TASK TO CARRY OUT:
Both the line below containing "Target: white garage" and the line containing "Mark one point on every instance of the incense", along with every line between them, should be repeated exactly; no other line belongs in the answer.

# # # #

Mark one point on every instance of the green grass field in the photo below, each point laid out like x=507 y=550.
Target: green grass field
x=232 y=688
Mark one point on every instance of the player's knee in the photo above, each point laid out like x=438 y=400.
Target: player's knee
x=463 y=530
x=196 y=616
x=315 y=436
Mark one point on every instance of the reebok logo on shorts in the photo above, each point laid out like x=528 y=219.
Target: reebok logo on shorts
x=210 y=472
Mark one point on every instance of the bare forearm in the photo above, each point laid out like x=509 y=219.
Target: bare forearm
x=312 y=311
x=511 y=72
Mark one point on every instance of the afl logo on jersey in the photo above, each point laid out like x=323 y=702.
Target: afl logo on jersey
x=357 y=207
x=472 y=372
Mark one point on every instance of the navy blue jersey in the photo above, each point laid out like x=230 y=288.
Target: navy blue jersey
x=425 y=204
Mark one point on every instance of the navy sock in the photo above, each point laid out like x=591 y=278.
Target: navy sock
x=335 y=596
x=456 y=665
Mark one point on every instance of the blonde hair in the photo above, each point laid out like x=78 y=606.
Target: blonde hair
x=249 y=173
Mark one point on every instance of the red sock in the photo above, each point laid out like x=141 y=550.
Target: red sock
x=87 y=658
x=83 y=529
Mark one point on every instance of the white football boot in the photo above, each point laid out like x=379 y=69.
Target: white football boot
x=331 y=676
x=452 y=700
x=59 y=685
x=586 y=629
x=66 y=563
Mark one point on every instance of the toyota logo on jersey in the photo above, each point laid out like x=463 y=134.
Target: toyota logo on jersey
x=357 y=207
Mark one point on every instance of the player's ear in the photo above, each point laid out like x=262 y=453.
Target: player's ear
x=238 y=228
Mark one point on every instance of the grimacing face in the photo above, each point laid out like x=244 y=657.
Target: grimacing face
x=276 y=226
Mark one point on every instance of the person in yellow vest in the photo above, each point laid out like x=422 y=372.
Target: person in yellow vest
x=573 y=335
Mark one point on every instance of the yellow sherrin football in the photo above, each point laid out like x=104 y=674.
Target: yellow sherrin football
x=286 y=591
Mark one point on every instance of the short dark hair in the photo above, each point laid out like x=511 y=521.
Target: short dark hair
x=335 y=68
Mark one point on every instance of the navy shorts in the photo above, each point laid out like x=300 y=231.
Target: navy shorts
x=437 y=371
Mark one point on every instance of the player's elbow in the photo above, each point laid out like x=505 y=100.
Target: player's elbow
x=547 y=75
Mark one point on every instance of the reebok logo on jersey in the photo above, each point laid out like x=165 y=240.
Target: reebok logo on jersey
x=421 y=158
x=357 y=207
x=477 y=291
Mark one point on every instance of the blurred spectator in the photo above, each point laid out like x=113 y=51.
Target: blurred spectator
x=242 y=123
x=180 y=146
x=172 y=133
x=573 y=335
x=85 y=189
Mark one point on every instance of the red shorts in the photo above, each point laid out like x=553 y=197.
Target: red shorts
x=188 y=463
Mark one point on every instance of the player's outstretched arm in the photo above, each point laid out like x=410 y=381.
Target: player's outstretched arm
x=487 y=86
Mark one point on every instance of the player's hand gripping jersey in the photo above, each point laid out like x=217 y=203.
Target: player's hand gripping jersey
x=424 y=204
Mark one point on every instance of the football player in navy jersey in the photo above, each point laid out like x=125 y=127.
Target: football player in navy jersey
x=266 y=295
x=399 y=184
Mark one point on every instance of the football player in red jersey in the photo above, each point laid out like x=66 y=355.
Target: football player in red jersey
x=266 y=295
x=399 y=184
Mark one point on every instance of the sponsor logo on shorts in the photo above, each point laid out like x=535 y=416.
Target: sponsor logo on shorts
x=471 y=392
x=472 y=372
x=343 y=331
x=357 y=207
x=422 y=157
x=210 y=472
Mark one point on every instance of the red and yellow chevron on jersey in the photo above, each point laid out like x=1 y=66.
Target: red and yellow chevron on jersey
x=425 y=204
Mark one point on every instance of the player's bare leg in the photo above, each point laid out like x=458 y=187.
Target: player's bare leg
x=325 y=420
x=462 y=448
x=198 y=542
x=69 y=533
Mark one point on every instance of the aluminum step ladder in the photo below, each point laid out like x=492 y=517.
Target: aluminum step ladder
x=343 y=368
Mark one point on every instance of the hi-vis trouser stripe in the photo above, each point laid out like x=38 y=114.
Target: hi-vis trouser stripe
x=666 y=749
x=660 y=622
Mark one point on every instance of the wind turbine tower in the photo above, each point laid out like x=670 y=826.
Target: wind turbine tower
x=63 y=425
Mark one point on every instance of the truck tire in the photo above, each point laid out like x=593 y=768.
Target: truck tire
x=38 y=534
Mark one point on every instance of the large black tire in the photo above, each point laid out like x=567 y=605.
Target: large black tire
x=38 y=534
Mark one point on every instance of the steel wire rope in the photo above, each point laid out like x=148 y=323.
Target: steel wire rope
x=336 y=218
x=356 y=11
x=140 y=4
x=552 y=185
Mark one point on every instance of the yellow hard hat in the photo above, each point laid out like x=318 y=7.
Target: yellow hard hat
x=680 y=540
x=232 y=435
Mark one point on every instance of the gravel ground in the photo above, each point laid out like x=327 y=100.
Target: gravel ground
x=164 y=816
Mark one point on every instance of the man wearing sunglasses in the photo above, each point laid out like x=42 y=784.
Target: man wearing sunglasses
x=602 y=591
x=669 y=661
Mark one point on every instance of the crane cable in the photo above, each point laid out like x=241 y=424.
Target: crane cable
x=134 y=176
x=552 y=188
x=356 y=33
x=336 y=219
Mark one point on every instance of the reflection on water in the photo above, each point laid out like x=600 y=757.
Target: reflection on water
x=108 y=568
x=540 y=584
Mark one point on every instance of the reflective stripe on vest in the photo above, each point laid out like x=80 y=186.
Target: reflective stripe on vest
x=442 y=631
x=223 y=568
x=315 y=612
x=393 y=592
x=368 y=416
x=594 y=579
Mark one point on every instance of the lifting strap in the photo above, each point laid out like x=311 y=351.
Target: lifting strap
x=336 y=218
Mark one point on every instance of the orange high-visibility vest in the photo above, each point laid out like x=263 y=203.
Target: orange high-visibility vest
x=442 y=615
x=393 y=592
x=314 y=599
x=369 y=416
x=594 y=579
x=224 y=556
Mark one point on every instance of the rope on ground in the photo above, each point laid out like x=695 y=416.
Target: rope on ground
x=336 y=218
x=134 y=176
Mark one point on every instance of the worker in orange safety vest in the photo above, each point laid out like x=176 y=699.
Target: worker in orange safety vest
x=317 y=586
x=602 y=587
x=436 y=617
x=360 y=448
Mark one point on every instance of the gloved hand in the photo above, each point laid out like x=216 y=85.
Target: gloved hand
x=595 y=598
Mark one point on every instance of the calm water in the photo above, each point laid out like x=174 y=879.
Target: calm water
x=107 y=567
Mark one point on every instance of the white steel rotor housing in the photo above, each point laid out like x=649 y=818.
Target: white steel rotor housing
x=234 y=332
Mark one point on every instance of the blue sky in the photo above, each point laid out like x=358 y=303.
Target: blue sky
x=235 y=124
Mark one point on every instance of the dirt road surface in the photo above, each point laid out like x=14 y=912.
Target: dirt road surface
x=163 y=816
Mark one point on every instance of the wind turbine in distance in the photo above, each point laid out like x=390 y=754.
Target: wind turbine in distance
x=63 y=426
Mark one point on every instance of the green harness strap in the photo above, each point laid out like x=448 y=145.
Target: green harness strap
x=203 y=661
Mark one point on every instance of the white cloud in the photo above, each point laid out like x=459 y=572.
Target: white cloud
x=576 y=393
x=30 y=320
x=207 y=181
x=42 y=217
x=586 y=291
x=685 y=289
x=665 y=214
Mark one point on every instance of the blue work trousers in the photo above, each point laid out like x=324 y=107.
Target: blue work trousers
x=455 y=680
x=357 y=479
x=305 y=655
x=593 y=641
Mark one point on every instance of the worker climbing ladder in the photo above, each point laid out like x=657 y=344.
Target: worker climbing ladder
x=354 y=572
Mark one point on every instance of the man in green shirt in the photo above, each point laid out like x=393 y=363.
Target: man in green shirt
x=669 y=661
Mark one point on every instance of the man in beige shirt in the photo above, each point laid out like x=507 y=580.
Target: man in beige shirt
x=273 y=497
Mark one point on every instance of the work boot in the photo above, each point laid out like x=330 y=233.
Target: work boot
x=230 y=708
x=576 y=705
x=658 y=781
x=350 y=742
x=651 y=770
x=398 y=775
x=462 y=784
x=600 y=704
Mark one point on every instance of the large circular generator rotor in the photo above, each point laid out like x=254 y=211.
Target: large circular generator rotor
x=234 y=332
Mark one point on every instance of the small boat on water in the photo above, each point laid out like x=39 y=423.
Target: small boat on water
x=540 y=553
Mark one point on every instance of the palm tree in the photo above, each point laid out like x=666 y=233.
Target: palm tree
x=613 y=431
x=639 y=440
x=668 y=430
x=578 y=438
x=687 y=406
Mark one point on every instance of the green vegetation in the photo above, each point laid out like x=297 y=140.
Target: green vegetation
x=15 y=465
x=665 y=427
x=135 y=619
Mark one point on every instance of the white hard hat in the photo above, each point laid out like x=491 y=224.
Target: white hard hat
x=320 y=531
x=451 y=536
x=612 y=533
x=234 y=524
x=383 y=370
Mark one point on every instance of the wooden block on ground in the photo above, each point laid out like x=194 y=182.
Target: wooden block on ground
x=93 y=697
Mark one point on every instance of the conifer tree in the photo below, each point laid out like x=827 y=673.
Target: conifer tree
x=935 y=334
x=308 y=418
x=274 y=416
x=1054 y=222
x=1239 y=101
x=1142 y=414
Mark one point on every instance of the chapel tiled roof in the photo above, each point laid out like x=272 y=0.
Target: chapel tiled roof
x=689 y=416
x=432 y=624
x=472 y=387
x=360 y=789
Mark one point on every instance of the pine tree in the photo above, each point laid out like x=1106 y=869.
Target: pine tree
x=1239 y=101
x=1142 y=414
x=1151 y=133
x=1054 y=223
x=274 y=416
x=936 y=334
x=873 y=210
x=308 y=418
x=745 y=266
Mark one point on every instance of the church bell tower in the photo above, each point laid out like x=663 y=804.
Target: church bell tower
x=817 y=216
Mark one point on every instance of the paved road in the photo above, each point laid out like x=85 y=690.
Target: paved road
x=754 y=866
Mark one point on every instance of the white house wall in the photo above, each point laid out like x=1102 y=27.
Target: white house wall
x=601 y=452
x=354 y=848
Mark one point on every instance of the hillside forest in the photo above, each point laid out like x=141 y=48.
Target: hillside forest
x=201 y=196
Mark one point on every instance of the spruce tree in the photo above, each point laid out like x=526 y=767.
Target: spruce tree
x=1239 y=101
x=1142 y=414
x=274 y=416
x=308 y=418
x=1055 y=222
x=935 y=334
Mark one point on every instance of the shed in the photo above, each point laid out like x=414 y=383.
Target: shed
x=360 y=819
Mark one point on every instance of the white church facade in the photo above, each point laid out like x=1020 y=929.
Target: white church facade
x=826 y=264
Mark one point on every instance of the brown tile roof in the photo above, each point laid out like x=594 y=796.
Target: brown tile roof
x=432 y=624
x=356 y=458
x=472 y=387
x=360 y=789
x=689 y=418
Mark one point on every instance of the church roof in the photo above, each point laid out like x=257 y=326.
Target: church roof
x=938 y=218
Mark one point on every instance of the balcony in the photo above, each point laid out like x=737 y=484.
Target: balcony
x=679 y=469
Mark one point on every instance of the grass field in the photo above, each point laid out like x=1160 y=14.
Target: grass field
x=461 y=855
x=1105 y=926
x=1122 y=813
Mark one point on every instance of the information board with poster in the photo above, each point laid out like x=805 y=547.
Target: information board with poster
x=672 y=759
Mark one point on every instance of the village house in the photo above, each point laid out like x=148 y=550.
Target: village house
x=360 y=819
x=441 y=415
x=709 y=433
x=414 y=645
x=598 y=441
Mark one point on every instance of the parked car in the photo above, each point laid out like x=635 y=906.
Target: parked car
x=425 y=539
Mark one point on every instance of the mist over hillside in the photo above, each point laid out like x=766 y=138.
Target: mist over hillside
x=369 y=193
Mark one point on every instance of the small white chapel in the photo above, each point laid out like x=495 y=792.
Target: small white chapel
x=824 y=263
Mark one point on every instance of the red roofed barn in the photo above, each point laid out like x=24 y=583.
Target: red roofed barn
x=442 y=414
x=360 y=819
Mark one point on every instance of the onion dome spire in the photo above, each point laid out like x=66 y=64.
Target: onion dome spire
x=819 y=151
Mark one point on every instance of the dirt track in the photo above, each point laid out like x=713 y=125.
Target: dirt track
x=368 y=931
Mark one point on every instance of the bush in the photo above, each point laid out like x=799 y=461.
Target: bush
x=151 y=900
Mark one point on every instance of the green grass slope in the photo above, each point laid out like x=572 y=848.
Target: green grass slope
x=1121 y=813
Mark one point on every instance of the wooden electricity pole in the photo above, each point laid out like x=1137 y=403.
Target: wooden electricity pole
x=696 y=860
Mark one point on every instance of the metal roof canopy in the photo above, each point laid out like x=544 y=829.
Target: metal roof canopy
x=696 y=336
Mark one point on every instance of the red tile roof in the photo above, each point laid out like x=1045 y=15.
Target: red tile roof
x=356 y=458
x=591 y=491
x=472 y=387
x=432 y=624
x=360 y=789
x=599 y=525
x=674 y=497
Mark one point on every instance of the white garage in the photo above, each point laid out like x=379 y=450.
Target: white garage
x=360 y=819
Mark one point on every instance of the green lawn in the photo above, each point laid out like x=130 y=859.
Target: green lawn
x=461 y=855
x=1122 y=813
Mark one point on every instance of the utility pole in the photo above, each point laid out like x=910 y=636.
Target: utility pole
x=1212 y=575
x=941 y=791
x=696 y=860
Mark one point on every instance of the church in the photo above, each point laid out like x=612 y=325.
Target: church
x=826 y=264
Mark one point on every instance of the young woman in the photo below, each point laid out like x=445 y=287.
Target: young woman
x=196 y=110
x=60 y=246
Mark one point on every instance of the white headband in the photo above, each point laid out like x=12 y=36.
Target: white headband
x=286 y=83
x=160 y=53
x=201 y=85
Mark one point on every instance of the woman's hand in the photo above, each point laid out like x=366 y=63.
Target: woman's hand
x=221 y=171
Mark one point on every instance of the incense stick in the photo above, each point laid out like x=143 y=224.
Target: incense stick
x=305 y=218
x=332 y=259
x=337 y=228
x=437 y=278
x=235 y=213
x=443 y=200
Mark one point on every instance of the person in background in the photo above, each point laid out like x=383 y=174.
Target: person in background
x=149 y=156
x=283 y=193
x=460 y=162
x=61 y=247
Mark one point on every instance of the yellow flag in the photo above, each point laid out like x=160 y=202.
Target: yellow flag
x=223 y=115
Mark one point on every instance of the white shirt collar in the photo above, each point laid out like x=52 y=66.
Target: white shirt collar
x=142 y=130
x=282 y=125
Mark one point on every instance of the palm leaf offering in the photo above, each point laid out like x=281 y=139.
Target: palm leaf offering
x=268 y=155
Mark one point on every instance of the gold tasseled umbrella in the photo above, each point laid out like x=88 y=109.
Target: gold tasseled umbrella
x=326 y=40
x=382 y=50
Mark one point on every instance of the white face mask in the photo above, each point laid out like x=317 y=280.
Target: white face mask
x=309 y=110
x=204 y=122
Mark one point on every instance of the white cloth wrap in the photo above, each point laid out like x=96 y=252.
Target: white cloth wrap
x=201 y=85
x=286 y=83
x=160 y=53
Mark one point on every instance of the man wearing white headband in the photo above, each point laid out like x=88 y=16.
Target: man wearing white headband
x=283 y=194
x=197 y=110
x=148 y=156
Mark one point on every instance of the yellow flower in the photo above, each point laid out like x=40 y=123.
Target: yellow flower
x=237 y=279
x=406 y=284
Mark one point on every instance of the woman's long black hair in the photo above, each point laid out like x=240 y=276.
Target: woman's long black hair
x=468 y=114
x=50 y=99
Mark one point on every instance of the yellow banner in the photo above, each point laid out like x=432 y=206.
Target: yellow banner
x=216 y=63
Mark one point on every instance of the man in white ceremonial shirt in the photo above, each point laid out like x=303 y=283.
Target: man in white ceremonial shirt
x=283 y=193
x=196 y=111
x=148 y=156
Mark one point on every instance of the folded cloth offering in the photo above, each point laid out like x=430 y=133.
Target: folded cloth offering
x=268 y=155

# # # #

RESPONSE FOR THIS EXERCISE:
Target: white garage
x=360 y=819
Mark one point on every instance of the green lawn in the photo above, each point laid out like x=130 y=859.
Target: green lawn
x=461 y=855
x=1122 y=813
Mark one point on every instance of the utility pole in the photo above, each point laid out like x=910 y=636.
Target: utility pole
x=1212 y=575
x=941 y=791
x=696 y=860
Mark one point on every instance of the church in the photo above, each point laid out like x=612 y=325.
Target: church
x=826 y=264
Mark one point on every instance of the young woman in the photo below, each point laid out like x=445 y=287.
Target: young woman
x=196 y=110
x=60 y=246
Mark one point on every instance of the white headband in the photo above, each point laid out like x=12 y=36.
Target: white headband
x=286 y=83
x=160 y=53
x=201 y=85
Mark one point on every instance of the woman's hand in the photo above, each point laid out like x=366 y=63.
Target: woman's hand
x=221 y=171
Mark one point on every instance of the incense stick in the photo above, each point laid out like x=143 y=224.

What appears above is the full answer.